### TASK A
Decide whether each statement below agrees with the Jeffords news report. Answer yes or no for each, and quote the words from the report that settle it.
(i) Jeffords's switch left Republicans in the minority for a year and a half.
(ii) Sanders had represented Vermont's congressional district since 1995.
(iii) Jeffords made his announcement at a news conference in Montpelier.
### TASK B
Quote the Jeffords news report word for word. Begin at the words "Sanders, who came" and stop after "about his intentions.".
### TASK C
Write what comes next in the Jeffords news report, starting after its last sentence.

### TEXT EXCERPT

Sen. James M. Jeffords, whose defection from the Republican Party in 2001 gave the Democrats control of the Senate, announced Wednesday that he would not seek reelection in 2006.
Jeffords, who will be 71 in May, ended the 50-50 split in the Senate four years ago by announcing that he was disheartened by the GOP’s conservative turn and was becoming an independent. His switch left Republicans in the minority for a year and a half.
At a hastily arranged news conference in South Burlington, Vt., Jeffords cited unspecified health concerns, as well as the health of his wife, Elizabeth, who was undergoing chemotherapy for cancer.
“I have decided to close this chapter of my service to Vermont and not to seek reelection in 2006,” he said.
In the race to succeed Jeffords, attention immediately focused on Rep. Bernard Sanders, an independent who has represented the state’s single congressional district since 1991 and has been a reliable vote for some of the most liberal causes in the House.
Sanders, who came to national prominence as the Socialist mayor of Burlington, said in an interview Wednesday that “today is a day to honor a guy who has done a great job for a small state.”
In the past, Sanders has said he would be interested in running if the Senate seat became open -- a statement he and his aides pointed to when asked Wednesday about his intentions.

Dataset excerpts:
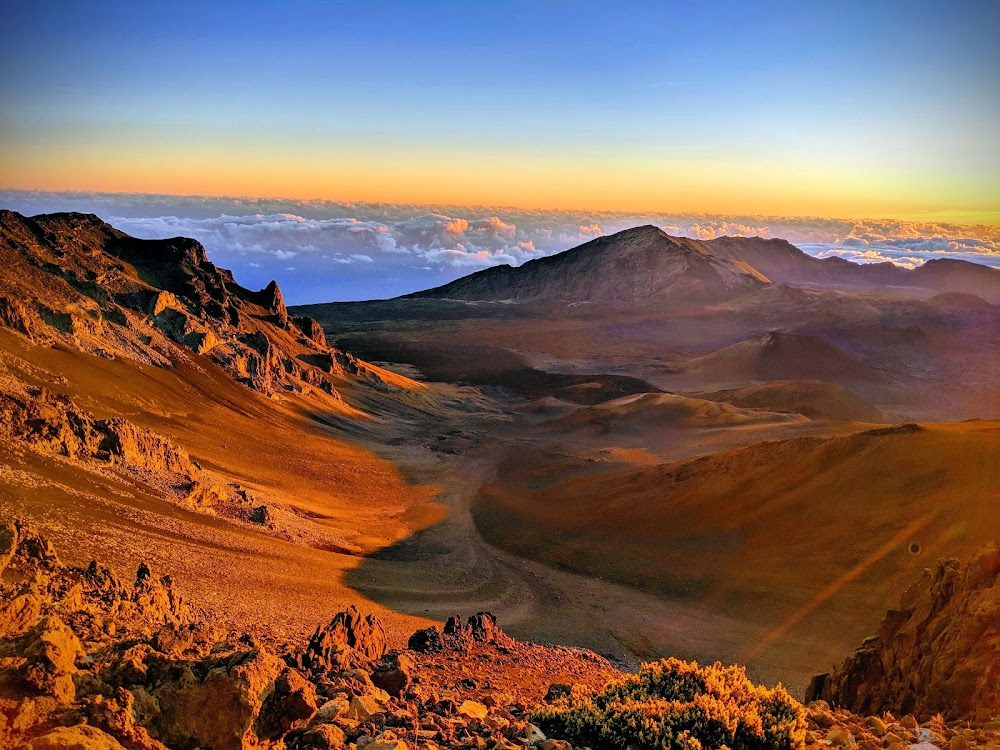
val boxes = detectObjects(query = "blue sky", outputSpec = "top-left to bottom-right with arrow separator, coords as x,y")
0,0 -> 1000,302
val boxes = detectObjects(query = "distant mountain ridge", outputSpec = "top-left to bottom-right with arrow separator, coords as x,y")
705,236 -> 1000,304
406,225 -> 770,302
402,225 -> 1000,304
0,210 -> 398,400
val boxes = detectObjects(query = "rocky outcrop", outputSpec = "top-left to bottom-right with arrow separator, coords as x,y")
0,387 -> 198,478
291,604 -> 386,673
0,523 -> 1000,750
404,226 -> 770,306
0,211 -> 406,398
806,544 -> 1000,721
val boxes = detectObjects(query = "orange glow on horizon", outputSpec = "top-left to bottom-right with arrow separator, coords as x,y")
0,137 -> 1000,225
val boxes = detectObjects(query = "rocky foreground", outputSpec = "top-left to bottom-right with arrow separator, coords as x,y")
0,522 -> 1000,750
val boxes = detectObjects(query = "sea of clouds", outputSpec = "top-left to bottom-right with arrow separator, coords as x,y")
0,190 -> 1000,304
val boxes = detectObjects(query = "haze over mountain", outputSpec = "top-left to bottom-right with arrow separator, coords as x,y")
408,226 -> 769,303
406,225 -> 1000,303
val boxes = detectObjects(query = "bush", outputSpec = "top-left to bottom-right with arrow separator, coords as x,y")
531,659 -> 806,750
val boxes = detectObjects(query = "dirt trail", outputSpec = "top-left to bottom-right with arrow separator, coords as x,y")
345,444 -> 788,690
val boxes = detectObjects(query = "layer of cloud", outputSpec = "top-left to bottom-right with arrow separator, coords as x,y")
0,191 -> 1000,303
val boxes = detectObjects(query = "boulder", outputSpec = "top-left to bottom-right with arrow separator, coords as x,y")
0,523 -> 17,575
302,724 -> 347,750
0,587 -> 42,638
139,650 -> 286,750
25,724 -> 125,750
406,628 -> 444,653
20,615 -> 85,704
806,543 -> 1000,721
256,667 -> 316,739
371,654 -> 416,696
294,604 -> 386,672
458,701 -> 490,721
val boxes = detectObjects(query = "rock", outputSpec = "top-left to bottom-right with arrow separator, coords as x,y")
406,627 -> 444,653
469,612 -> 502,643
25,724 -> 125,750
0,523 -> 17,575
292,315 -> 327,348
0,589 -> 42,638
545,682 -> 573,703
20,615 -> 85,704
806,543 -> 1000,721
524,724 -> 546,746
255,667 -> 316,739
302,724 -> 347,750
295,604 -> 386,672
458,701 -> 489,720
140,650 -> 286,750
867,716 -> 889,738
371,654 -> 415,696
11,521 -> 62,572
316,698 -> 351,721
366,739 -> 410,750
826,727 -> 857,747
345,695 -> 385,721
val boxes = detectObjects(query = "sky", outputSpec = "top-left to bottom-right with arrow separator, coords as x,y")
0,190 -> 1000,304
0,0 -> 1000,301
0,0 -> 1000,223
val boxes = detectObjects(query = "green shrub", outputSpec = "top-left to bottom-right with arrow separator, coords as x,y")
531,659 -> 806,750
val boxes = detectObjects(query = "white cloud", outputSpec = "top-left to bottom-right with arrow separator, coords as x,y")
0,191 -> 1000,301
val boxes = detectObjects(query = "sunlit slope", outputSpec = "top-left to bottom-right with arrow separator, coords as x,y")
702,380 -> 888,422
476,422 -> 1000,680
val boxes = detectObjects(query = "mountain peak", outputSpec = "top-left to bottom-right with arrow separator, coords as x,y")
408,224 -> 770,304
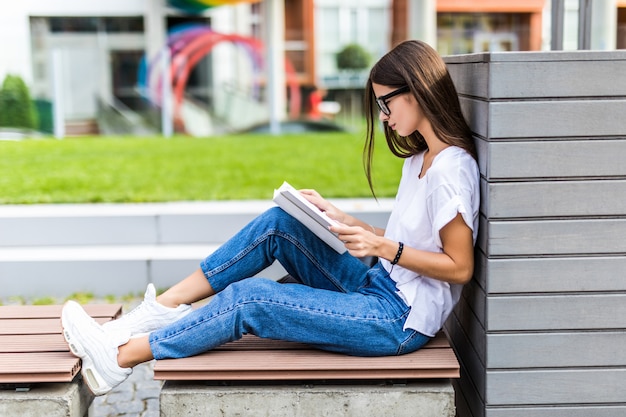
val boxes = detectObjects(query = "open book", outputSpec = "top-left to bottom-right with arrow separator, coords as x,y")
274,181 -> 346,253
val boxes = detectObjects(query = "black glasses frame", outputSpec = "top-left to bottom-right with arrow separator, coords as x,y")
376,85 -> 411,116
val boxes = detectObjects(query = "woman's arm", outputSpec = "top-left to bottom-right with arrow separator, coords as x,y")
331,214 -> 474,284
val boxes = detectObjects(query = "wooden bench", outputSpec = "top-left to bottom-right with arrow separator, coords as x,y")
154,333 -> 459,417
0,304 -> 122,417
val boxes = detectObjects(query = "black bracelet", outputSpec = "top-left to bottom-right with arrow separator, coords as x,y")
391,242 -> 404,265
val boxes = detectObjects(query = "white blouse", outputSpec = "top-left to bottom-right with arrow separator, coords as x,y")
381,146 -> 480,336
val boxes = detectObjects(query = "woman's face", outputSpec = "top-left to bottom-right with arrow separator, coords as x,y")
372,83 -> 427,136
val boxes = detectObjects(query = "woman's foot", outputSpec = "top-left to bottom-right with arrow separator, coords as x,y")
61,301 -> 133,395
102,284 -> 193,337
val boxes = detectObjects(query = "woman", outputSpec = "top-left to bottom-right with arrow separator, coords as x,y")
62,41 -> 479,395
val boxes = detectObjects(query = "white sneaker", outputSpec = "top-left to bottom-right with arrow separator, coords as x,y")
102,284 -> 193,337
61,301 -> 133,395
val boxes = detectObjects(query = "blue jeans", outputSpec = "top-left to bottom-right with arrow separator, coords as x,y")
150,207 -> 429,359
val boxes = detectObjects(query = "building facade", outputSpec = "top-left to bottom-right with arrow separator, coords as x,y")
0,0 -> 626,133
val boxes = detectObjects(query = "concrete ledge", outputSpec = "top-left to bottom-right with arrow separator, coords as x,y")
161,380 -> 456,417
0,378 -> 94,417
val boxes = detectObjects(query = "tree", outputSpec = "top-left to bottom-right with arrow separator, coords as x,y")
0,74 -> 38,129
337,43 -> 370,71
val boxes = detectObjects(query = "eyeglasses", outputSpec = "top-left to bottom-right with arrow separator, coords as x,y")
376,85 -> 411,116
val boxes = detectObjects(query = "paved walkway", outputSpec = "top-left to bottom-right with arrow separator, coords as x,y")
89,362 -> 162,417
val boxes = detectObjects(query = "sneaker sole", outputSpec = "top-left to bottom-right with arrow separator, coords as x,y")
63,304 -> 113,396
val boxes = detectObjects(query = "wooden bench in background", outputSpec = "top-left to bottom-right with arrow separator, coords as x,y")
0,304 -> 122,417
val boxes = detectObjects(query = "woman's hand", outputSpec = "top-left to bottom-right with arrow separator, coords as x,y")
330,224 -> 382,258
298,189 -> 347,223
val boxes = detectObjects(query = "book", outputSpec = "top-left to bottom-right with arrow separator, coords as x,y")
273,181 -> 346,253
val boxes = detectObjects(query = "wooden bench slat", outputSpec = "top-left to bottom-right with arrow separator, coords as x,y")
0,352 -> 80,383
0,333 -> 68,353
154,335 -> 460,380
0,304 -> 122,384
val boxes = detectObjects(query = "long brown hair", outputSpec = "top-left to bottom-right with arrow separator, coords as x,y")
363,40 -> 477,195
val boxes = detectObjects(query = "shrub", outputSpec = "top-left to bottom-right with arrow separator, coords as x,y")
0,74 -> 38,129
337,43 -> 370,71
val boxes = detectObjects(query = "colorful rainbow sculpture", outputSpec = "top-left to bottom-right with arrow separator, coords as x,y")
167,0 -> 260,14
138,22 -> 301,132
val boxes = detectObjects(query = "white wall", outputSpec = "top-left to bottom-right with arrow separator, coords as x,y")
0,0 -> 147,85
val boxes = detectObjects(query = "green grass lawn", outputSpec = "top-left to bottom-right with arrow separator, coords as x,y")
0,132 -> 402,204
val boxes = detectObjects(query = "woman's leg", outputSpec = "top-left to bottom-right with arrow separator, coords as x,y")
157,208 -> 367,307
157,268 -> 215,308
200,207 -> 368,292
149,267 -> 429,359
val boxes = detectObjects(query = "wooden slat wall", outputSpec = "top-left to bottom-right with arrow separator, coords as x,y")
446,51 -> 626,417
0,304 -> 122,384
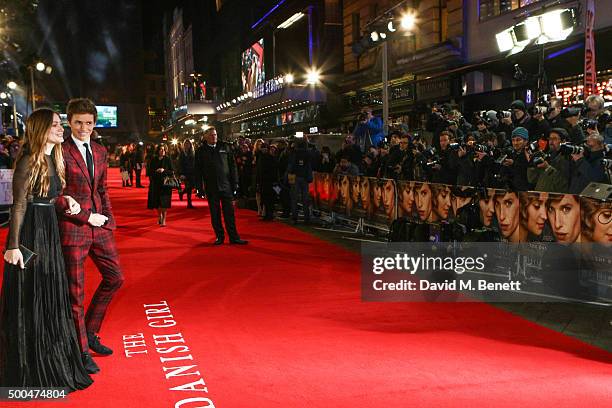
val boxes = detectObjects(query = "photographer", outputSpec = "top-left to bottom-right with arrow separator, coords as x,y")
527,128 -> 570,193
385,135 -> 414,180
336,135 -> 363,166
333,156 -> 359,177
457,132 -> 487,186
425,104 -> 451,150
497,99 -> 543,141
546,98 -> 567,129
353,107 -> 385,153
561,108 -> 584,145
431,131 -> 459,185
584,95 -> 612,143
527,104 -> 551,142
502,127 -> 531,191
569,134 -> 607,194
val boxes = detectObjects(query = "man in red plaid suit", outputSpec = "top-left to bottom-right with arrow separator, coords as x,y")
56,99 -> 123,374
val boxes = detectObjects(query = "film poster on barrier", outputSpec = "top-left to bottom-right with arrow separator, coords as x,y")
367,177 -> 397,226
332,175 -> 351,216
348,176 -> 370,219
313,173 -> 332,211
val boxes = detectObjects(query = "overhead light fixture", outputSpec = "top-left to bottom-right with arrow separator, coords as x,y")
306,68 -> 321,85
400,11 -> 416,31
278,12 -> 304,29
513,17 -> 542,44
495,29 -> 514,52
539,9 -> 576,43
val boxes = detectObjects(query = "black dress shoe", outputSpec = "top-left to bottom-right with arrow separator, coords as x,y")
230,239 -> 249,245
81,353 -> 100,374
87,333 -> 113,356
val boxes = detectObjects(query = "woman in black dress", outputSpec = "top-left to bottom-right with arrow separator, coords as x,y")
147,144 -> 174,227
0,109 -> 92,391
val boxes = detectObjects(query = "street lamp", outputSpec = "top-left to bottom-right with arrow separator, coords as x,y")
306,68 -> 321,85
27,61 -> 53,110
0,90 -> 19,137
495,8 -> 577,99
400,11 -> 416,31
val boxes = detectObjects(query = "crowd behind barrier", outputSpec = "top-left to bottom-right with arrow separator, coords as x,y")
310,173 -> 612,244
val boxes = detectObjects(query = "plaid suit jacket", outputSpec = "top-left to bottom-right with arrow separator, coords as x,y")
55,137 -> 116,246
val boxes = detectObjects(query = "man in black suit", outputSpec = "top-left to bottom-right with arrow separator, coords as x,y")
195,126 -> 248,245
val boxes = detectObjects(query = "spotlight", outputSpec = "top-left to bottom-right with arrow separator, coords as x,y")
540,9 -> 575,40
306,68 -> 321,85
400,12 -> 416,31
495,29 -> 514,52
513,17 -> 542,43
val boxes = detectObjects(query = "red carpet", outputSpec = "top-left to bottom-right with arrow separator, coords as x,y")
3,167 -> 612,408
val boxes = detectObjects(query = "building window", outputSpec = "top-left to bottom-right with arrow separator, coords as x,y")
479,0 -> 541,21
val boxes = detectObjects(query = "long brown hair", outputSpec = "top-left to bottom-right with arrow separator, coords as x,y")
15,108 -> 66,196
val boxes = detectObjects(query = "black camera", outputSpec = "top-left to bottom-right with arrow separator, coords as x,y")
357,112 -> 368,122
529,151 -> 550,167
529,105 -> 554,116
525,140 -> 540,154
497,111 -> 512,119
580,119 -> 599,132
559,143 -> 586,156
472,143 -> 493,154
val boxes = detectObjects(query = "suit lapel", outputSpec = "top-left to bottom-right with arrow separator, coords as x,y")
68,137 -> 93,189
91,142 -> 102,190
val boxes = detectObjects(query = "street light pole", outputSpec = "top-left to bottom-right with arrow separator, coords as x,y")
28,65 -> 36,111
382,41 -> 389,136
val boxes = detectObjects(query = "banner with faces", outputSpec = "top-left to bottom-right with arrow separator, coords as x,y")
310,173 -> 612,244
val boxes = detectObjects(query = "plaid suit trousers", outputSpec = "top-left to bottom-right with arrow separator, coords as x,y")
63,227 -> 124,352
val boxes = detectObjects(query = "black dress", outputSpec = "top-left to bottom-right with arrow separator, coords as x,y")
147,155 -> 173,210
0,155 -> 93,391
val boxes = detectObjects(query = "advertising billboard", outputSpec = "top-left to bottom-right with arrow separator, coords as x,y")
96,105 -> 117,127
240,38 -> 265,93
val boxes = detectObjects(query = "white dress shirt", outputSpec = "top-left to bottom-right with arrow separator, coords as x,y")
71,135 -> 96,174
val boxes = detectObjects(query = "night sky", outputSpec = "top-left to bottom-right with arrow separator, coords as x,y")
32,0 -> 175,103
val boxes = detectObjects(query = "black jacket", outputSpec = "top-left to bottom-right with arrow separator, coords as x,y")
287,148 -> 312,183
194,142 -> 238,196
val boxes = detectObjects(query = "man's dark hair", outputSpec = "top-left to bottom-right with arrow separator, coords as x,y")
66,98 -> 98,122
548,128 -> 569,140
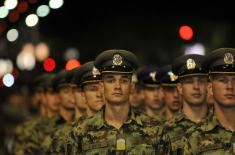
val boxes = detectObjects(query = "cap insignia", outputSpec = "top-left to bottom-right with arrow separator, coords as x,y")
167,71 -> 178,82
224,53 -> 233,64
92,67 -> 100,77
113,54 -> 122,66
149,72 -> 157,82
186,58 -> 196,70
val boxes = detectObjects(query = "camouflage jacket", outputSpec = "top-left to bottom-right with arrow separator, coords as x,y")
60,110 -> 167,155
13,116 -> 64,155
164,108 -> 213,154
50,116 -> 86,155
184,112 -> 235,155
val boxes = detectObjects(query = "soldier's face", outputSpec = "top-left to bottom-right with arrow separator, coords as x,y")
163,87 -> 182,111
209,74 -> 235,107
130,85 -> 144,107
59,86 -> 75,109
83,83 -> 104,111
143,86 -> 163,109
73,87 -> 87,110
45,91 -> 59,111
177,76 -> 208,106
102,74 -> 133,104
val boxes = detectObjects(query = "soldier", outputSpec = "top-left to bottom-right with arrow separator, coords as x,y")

### ANSWER AREA A
(i) Yes: "His switch left Republicans in the minority for a year and a half."
(ii) No: "has represented the state’s single congressional district since 1991"
(iii) No: "At a hastily arranged news conference in South Burlington, Vt."

### ANSWER AREA B
Sanders, who came to national prominence as the Socialist mayor of Burlington, said in an interview Wednesday that “today is a day to honor a guy who has done a great job for a small state.”
In the past, Sanders has said he would be interested in running if the Senate seat became open -- a statement he and his aides pointed to when asked Wednesday about his intentions.

### ANSWER AREA C
Former Gov. Howard Dean, perhaps the state’s best-known Democrat, said through a spokesman that he would honor his commitment to serve a four-year term, which he has just begun, as chairman of the Democratic National Committee.
“He’s committed to working for the long-term interests of the Democratic Party and so he is not going to run,” said party spokesman Josh Earnest.
Although the state’s political persona is that of a haven for liberals, its governor is Republican and until barely 25 years ago it elected Republicans to both the Senate and the governor’s office for more than a century.
Political scientists and politicians in the state said that Gov. Jim Douglas would be the most likely GOP candidate, although a very reluctant one.
“The question is whether he’d be willing to risk the governorship,” said former Gov. Madeleine M. Kunin, a Democrat.
Douglas won election in November with 58.7% of the vote, on the same day that Democrat John F. Kerry won 58.9% of the state’s presidential vote and Sen. Patrick J. Leahy, another Democrat, won reelection to a sixth term with 70.6%.
The vote for Douglas notwithstanding, “it’s now a clear blue state,” said Garrison Nelson, a political science professor at the University of Vermont and an expert on New England politics. “It’s Sanders’ seat to lose.”
Indeed, Sanders, asked about his prospects, pointed to the Kerry margin and his own victory -- his closest challenger was 43 percentage points behind him -- and said: “You can draw your own conclusions. Vermont is one of the most progressive states.”
Given his ability to run well even against a Democratic tide, Douglas is likely to come under considerable pressure to give up the governorship and carry the party’s banner in the Senate race.
The governor’s term is two years, but Vermont has a recent history of returning incumbents for multiple terms without serious challenge.
Douglas and President Bush have not established a close relationship, said Eric Davis, a professor of political science at Middlebury College, but turning down a plea to run for the Senate “will be very hard if the president himself makes the call.”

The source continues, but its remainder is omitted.